Task description
Reproduce every one of the following records verbatim, line for line.

Material for the task
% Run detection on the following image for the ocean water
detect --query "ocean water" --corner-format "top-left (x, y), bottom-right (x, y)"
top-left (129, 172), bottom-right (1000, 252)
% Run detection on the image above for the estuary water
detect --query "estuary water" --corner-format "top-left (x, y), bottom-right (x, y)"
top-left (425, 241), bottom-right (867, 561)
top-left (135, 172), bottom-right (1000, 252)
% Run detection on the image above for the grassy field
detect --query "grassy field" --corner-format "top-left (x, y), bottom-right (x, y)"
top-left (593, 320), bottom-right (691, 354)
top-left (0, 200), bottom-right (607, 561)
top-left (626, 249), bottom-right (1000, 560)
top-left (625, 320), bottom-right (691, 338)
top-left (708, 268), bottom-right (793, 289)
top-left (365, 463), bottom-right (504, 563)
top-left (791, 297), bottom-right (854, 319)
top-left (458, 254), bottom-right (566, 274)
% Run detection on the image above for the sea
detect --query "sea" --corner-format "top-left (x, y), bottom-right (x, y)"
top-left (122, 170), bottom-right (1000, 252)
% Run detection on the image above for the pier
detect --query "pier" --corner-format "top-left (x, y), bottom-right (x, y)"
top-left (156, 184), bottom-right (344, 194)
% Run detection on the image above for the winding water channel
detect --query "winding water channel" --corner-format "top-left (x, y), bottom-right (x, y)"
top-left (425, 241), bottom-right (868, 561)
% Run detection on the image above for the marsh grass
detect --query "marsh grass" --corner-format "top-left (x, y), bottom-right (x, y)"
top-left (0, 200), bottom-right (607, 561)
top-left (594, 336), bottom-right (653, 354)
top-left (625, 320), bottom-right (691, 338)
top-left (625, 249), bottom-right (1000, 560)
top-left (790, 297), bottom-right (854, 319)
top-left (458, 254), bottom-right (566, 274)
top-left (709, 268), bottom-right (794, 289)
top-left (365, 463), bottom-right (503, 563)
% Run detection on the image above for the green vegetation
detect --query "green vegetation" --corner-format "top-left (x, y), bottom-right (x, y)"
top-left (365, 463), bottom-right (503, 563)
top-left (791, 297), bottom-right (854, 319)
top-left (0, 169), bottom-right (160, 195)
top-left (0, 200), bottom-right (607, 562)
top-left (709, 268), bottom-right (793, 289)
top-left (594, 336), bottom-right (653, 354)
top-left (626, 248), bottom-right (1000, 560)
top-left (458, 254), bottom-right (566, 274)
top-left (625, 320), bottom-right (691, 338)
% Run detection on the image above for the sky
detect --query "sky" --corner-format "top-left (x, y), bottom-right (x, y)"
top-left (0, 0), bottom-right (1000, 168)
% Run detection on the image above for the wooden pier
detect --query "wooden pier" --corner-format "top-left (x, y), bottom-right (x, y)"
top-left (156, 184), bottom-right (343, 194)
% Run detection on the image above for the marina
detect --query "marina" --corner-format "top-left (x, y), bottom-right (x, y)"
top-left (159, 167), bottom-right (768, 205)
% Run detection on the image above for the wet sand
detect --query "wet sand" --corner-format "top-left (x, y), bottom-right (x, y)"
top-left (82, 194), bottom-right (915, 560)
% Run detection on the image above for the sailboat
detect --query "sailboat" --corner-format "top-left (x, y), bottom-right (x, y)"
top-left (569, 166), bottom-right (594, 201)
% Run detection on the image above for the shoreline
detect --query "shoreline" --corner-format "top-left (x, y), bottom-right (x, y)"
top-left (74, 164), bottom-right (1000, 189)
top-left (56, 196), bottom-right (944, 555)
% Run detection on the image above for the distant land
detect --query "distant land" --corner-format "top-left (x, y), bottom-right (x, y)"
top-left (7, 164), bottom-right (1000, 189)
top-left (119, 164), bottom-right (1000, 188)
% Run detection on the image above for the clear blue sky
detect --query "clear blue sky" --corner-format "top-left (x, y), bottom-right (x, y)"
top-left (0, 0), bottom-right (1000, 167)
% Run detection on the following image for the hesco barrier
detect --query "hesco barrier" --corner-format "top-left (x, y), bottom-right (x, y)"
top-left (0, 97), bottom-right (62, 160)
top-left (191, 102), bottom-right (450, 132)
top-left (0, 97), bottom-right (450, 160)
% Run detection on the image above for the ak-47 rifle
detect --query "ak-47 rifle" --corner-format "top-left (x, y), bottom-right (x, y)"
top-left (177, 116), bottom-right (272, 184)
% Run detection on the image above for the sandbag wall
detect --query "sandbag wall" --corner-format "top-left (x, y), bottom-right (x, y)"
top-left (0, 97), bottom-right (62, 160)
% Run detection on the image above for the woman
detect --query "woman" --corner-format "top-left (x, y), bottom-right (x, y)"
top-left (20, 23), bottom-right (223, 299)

Result
% Run detection on the following image for the ocean water
detect --query "ocean water" --corner-format "top-left (x, y), bottom-right (x, y)"
top-left (129, 172), bottom-right (1000, 252)
% Run detection on the image above for the estuary water
detect --query "estuary water" --corner-format "top-left (x, y), bottom-right (x, y)"
top-left (425, 241), bottom-right (867, 561)
top-left (135, 172), bottom-right (1000, 252)
% Run detection on the image above for the grassy field
detect --query "grassy field" --corner-format "top-left (x, y), bottom-right (x, y)"
top-left (593, 320), bottom-right (691, 354)
top-left (0, 200), bottom-right (607, 561)
top-left (626, 249), bottom-right (1000, 560)
top-left (625, 320), bottom-right (691, 338)
top-left (708, 268), bottom-right (793, 289)
top-left (365, 463), bottom-right (504, 563)
top-left (791, 297), bottom-right (854, 319)
top-left (458, 254), bottom-right (566, 274)
% Run detection on the image above for the sea
detect --query "sea" --corner-format "top-left (x, y), bottom-right (x, y)"
top-left (122, 170), bottom-right (1000, 252)
% Run detection on the image above for the pier
detect --query "pier" --corner-format "top-left (x, y), bottom-right (x, y)"
top-left (156, 184), bottom-right (344, 194)
% Run detection on the image above for the winding water channel
detect --query "winding water channel" --corner-format "top-left (x, y), bottom-right (x, y)"
top-left (425, 241), bottom-right (868, 561)
% Run detection on the image above for the marsh grass
detect --query "marsh grass" --corner-format "top-left (x, y), bottom-right (x, y)"
top-left (0, 200), bottom-right (607, 561)
top-left (594, 336), bottom-right (653, 354)
top-left (625, 320), bottom-right (691, 338)
top-left (625, 249), bottom-right (1000, 560)
top-left (790, 297), bottom-right (854, 319)
top-left (458, 254), bottom-right (566, 274)
top-left (709, 268), bottom-right (794, 289)
top-left (365, 463), bottom-right (503, 563)
% Run detection on the image above for the green vegetation
detect --query "green vegetation" --corner-format "top-left (x, y), bottom-right (x, y)"
top-left (365, 463), bottom-right (503, 563)
top-left (791, 297), bottom-right (854, 319)
top-left (0, 169), bottom-right (160, 195)
top-left (0, 200), bottom-right (607, 562)
top-left (709, 268), bottom-right (793, 289)
top-left (594, 336), bottom-right (653, 354)
top-left (626, 248), bottom-right (1000, 560)
top-left (458, 254), bottom-right (566, 274)
top-left (625, 320), bottom-right (691, 338)
% Run detection on the image above for the sky
detect --query "sky" --corner-format "top-left (x, y), bottom-right (x, y)"
top-left (0, 0), bottom-right (1000, 168)
% Run detection on the image above for the wooden pier
detect --query "wooden pier" --corner-format "top-left (x, y), bottom-right (x, y)"
top-left (156, 184), bottom-right (343, 194)
% Run detection on the image above for the marina
detect --query "marina" --corner-format "top-left (x, y), bottom-right (x, y)"
top-left (159, 167), bottom-right (768, 205)
% Run detection on the image above for the wet sand
detect --query "wet sand" --corner-format "top-left (x, y), bottom-right (x, y)"
top-left (82, 194), bottom-right (915, 560)
% Run detection on the image above for the sailboat
detect --query "sailboat" --corner-format "top-left (x, y), bottom-right (x, y)"
top-left (569, 166), bottom-right (594, 201)
% Run detection on the image above for the shoreline
detect --query "shoreline" --corner-format "top-left (x, y), bottom-right (x, y)"
top-left (74, 164), bottom-right (1000, 189)
top-left (56, 196), bottom-right (944, 555)
% Run detection on the image above for the distant land
detect --query "distant land" --corner-format "top-left (x, y), bottom-right (x, y)"
top-left (7, 164), bottom-right (1000, 189)
top-left (119, 164), bottom-right (1000, 188)
% Run detection on the image above for the clear blue sky
detect --query "clear blue sky" --corner-format "top-left (x, y), bottom-right (x, y)"
top-left (0, 0), bottom-right (1000, 167)
% Run detection on the following image for the hesco barrier
detect --query "hesco barrier" --corner-format "top-left (x, y), bottom-right (x, y)"
top-left (0, 97), bottom-right (62, 160)
top-left (191, 102), bottom-right (450, 132)
top-left (0, 97), bottom-right (450, 160)
% Run detection on the image above for the ak-47 rifle
detect --query "ak-47 rifle" --corner-format "top-left (x, y), bottom-right (x, y)"
top-left (177, 116), bottom-right (272, 184)
% Run detection on the image above for the sandbag wall
detect --query "sandbag wall" --corner-format "top-left (x, y), bottom-right (x, y)"
top-left (0, 97), bottom-right (62, 160)
% Run detection on the image above for the woman
detect --query "woman" --corner-format "top-left (x, y), bottom-right (x, y)"
top-left (20, 23), bottom-right (223, 299)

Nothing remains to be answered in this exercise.